Region pointing data:
*** Begin section ***

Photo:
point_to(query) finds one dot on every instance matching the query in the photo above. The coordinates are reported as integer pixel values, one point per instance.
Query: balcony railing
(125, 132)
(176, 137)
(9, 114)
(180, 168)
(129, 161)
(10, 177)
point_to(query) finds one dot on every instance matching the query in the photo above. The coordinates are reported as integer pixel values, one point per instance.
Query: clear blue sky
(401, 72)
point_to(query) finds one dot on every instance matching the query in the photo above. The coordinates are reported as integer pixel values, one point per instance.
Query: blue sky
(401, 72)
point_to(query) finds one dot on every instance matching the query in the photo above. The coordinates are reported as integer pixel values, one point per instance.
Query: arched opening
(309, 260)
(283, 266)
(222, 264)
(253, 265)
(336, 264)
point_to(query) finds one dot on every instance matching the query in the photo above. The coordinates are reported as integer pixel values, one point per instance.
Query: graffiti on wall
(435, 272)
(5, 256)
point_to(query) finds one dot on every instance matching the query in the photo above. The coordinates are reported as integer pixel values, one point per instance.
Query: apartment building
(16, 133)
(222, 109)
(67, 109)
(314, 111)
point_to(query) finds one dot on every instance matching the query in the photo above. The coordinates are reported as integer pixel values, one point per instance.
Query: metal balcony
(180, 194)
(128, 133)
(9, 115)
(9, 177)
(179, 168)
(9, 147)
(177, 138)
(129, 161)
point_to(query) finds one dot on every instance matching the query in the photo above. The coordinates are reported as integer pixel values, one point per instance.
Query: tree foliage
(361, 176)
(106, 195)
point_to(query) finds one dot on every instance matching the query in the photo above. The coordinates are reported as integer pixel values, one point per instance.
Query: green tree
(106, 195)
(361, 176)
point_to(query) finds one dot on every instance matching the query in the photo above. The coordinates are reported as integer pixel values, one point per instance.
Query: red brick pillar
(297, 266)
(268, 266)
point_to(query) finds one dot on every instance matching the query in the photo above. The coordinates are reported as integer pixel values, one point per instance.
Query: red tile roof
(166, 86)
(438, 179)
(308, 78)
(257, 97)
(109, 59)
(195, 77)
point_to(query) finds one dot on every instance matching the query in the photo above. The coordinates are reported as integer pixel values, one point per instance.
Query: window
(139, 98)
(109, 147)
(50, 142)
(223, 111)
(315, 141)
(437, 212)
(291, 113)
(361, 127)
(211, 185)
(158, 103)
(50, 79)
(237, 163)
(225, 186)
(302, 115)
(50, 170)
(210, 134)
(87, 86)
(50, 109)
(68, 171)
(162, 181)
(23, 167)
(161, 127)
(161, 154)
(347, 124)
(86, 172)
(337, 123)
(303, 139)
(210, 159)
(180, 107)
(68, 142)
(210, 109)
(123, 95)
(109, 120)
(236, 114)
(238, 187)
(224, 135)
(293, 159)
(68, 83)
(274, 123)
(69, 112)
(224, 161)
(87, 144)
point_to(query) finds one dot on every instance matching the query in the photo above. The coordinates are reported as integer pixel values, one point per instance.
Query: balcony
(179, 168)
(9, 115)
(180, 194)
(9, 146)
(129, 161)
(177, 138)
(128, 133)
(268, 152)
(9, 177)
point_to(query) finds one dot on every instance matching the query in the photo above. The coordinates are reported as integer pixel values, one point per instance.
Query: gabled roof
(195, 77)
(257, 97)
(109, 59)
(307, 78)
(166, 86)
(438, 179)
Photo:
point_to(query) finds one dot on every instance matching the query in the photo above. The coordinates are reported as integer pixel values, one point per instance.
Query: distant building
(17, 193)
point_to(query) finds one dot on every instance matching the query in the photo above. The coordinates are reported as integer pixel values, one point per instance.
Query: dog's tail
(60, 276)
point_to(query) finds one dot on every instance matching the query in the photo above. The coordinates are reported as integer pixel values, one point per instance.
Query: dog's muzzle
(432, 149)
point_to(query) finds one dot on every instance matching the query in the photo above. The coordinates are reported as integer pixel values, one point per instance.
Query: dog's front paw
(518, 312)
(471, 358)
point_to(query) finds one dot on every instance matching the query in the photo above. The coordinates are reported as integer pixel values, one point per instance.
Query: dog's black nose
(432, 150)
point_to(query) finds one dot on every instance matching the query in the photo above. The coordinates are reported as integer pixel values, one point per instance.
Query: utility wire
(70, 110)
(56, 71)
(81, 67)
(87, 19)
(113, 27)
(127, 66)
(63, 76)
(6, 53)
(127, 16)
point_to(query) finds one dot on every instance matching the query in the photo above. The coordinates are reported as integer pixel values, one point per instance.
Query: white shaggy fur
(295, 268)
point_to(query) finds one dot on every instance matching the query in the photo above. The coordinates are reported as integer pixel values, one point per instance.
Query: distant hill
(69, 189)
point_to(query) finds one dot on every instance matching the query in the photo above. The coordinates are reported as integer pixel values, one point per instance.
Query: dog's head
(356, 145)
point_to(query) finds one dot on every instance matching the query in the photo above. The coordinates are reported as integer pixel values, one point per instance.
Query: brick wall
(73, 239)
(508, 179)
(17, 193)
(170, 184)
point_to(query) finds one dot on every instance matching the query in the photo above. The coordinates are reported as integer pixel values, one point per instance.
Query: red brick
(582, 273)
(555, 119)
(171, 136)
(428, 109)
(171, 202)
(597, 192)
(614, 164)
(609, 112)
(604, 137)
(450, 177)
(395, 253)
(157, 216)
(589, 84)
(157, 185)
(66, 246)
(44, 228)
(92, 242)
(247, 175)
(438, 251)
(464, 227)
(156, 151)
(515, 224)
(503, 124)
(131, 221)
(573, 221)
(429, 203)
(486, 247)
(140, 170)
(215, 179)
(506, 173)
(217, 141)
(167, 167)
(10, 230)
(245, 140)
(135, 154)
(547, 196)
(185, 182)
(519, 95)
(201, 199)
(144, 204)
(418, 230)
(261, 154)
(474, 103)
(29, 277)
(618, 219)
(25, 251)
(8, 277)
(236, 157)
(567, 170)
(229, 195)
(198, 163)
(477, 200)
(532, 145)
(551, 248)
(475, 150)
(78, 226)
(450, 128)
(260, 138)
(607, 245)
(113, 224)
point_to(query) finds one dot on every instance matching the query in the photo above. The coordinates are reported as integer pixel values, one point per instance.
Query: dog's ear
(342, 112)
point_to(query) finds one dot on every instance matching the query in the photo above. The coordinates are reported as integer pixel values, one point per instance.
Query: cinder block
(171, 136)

*** End section ***

Your instructions - Transcribe the records in full, so that each line reads exactly as before.

Expected output -
Photo:
point_to(query) finds one dot on every instance matching the query in the photo above. The coordinates are reported as integer pixel values, one point per instance.
Query: balcony railing
(125, 132)
(176, 137)
(9, 114)
(180, 168)
(129, 161)
(10, 177)
point_to(query) finds one dot on every instance matching the query in the photo above. The coordinates are reported as integer pixel values, one point per instance.
Query: clear blue sky
(401, 72)
point_to(query) finds one dot on every instance matching the query in the photo above. The coordinates are reported as integer pixel values, one point per instance.
Query: blue sky
(401, 72)
point_to(query) finds one dot on every instance matching the query in the photo above. The coordinates are reported as integer pixel values, one point per instance.
Query: arched opening
(309, 260)
(283, 266)
(222, 264)
(253, 265)
(336, 264)
point_to(query) finds one dot on every instance matching the query in the photo above. The coordinates are reported as integer pixel values, one point per instance.
Query: graffiti on wall
(435, 272)
(5, 256)
point_to(query) finds one dot on every instance matching the query in the photo above. The coordinates are reported as integer pixel values, one point per instance.
Query: apartment building
(16, 133)
(222, 109)
(67, 109)
(314, 111)
point_to(query) finds one dot on every instance matching the query in the photo above. The coordinates are reported as integer pixel values, one point per instance.
Query: metal balcony
(180, 194)
(128, 133)
(9, 115)
(9, 177)
(179, 168)
(9, 147)
(177, 138)
(129, 161)
point_to(query) finds one dot on every instance matching the query in the photo above. The coordinates are reported as integer pixel values, one point per instance.
Query: tree foliage
(361, 176)
(106, 195)
point_to(query) finds one dot on every instance matching the query in the photo above. The coordinates are reported as integer pixel values, one point per instance.
Query: green tree
(106, 195)
(361, 176)
point_to(query) finds one dot on every instance matching the query in the photo above. The coordinates are reported as integer pixel values, one point per instance.
Query: red brick pillar
(297, 266)
(268, 266)
point_to(query) finds one dot on every instance matching the query in the photo above. The coordinates are reported as integer pixel values, one point per instance.
Query: red tile roof
(166, 86)
(438, 179)
(308, 78)
(257, 97)
(109, 59)
(195, 77)
point_to(query) finds one dot on every instance matching the query in the photo above. The coordinates are reported as integer pixel values, one point per instance.
Query: window
(139, 98)
(109, 147)
(50, 142)
(223, 111)
(315, 141)
(437, 212)
(291, 113)
(361, 127)
(211, 185)
(158, 103)
(50, 79)
(237, 163)
(225, 186)
(302, 115)
(50, 170)
(210, 134)
(87, 86)
(50, 109)
(68, 171)
(162, 181)
(23, 167)
(161, 127)
(161, 154)
(347, 124)
(86, 172)
(337, 123)
(303, 139)
(210, 159)
(180, 107)
(68, 142)
(210, 109)
(123, 95)
(109, 120)
(236, 114)
(238, 187)
(224, 135)
(293, 159)
(68, 83)
(274, 123)
(69, 112)
(224, 161)
(87, 144)
point_to(query) finds one dot on every instance matching the query in the photo above. The coordinates are reported as integer pixel values, one point per instance.
Query: balcony
(179, 168)
(9, 115)
(180, 194)
(9, 146)
(129, 161)
(177, 138)
(128, 133)
(268, 152)
(9, 177)
point_to(query) finds one dot on every instance matching the query in the photo above. The coordinates are reported as integer pixel values, one point per instance.
Query: gabled roof
(195, 77)
(257, 97)
(109, 59)
(307, 78)
(166, 86)
(438, 179)
Photo:
point_to(query) finds one dot on every instance matching the query in the photo above. The coordinates are reported as integer pixel values, one point per instance.
Query: distant building
(17, 193)
point_to(query) finds one dot on every instance matching the query in the photo above. The coordinates are reported as integer pixel values, one point per instance.
Query: dog's tail
(60, 276)
point_to(query) finds one dot on every instance matching the query in the photo above. The coordinates are reported as integer pixel values, one point per instance.
Query: dog's muzzle
(432, 149)
point_to(query) finds one dot on every instance matching the query in the photo above. The coordinates are reported as integer pixel values, one point per instance.
Query: dog's front paw
(518, 312)
(471, 358)
point_to(query) finds one dot on every instance matching the query in the photo above. The coordinates are reported as integer pixel values, one point per instance.
Query: dog's black nose
(432, 150)
point_to(query) finds one dot on every instance matching the query in the photo above. The coordinates are reported as integer pixel values, one point per instance.
Query: utility wire
(70, 110)
(56, 71)
(81, 67)
(87, 19)
(113, 27)
(127, 66)
(63, 76)
(6, 53)
(127, 16)
point_to(query) finds one dot on every instance matching the query in the photo above. The coordinates are reported as integer pixel values, one point per instance.
Query: white shaggy fur
(295, 268)
point_to(query) finds one dot on every instance matching the query in the photo above. The coordinates are reported as integer pixel values, one point per instance.
Query: distant hill
(69, 189)
point_to(query) finds one dot on every instance matching the query in the photo above. The coordinates are reported as integer pixel values, one point per instance.
Query: dog's head
(356, 145)
point_to(query) finds one dot on every instance matching the query in the photo above. The coordinates are reported as integer pixel values, one point per instance.
Query: brick wall
(73, 239)
(508, 179)
(17, 193)
(170, 184)
point_to(query) finds one dot on every instance matching the query in the photo above. The coordinates are reported as integer pixel values, one point per instance.
Query: red brick
(582, 273)
(555, 119)
(171, 136)
(428, 109)
(171, 202)
(597, 192)
(614, 164)
(609, 112)
(604, 137)
(450, 177)
(395, 253)
(157, 216)
(589, 84)
(157, 185)
(66, 246)
(44, 228)
(92, 242)
(247, 175)
(438, 251)
(464, 227)
(156, 151)
(515, 224)
(503, 124)
(131, 221)
(573, 221)
(429, 203)
(486, 247)
(140, 170)
(215, 179)
(506, 173)
(217, 141)
(167, 167)
(10, 230)
(245, 140)
(135, 154)
(547, 196)
(185, 182)
(519, 95)
(201, 199)
(144, 204)
(418, 230)
(261, 154)
(474, 103)
(29, 277)
(618, 219)
(25, 251)
(8, 277)
(236, 157)
(567, 170)
(229, 195)
(198, 163)
(477, 200)
(532, 145)
(551, 248)
(475, 150)
(78, 226)
(450, 128)
(260, 138)
(607, 245)
(113, 224)
point_to(query) finds one dot on every instance matching the query in the photo above. The coordinates are reported as integer pixel values, one point per instance.
Query: dog's ear
(342, 112)
point_to(query) finds one dot on every instance matching the query in the photo above. The coordinates are reported as integer pixel values, one point per instance.
Query: cinder block
(171, 136)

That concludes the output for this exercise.